Exercise requirements →
1. According to the energy revolution essay, the need for crude oil will go the way of the need for what?
2. Extend the essay on the coming energy revolution, picking up after its final sentence.

The Coming Energy Revolution

With ever rising energy prices and the constant talk of peak oil, the future appears to be very grim. Entire segments of our society are so sure of the demise of modern life that they are already planning for a post-oil era – a time when energy is scarce and expensive.

I hate to be the one to disappoint them, but while we are entering a post-oil era, it is not an era of scarcity. Just the opposite. Instead of reverting back to horse and buggy in the not too distant future, energy will become so abundant that the need for crude oil will go the way of the need for whale oil. How can I make such a fantastic claim, especially when all the facts seem to be to the contrary? The answer is simple – there are massive changes under way that will dramatically change the way we obtain, store and transmit energy. They are plain to see if you know where to look, but very few people are looking. Instead, they are focused on the old sources and paradigms. The new sources and paradigms are gaining steady headway and soon will overtake the old ones. When this transition occurs, it will be a surprise to almost everyone. If this idea seems too far fetched, remember that merely a few months ago, everyone was sure of global warming. Now that global warming is being exposed as just an elaborate hoax, remember that the status quo can change dramatically and quickly. By the time advent of cheap and abundant energy is noticed, it will already be in place. The act of noticing may be a rapid one.

Information shown →
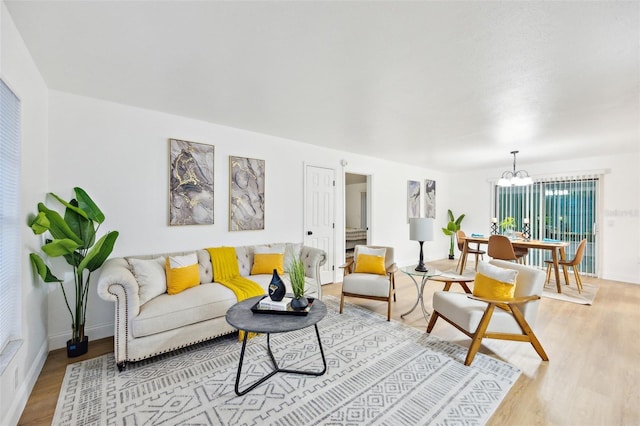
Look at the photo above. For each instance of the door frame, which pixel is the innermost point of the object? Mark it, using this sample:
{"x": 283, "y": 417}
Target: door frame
{"x": 304, "y": 211}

Responses per task →
1. Whale oil.

2.
Cheap energy will not be the only change coming. Energy will become more personal and less centralized. People will be free from the tyranny of regulated power companies and having to live only where grid power is available. The third world will also benefit with millions having the blessings of electricity for the first time. Just as the industrial revolution created massive changes across America and Europe, the energy revolution will create beneficial changes for the whole world.

When will this revolution occur? It is unfolding as I write. What is driving it? Human need and the creativity to meet that need. The Internet is the vehicle and individuals are the fuel. It is not coming from government research, although that may play a small part. It ultimately comes from the driving forces to meet mankind’s need for energy, and individuals working and collaborating to meet their energy needs. Best of all, you do not need to wait for it to come. It is here already and with a little ingenuity and work you can lay hold of it for yourself.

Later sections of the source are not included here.